#### WHAT TO DO:
Every line of the entries below from the one containing "Task: each <instance>" to the one containing "positive clicks: (684, 220) (694, 301)", both ends included, must be written out exactly. No other line belongs in the answer.
=== DATA LISTING ===
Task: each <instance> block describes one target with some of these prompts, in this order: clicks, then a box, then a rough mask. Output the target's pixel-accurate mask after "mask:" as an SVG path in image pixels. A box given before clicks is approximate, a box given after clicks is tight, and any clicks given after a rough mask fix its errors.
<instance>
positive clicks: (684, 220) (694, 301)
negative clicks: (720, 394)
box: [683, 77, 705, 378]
===
=== DATA LISTING ===
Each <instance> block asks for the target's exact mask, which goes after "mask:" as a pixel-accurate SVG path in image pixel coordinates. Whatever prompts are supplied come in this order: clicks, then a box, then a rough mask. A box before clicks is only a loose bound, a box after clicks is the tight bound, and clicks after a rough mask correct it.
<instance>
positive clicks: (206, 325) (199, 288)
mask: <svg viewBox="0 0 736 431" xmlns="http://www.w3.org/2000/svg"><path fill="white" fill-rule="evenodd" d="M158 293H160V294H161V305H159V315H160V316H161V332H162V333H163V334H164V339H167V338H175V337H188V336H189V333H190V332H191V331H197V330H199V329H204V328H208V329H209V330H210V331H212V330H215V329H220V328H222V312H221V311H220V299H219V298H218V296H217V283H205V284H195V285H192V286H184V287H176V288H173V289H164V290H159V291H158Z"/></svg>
===
#### WRITTEN SOLUTION:
Task: each <instance> block describes one target with some of these prompts, in this order: clicks, then a box, then a rough mask. Output the target's pixel-accurate mask after "mask:" as an SVG path in image pixels. A box given before clicks is approximate, a box given after clicks is tight, and any clicks given after a rough mask fix its errors.
<instance>
positive clicks: (684, 220) (694, 301)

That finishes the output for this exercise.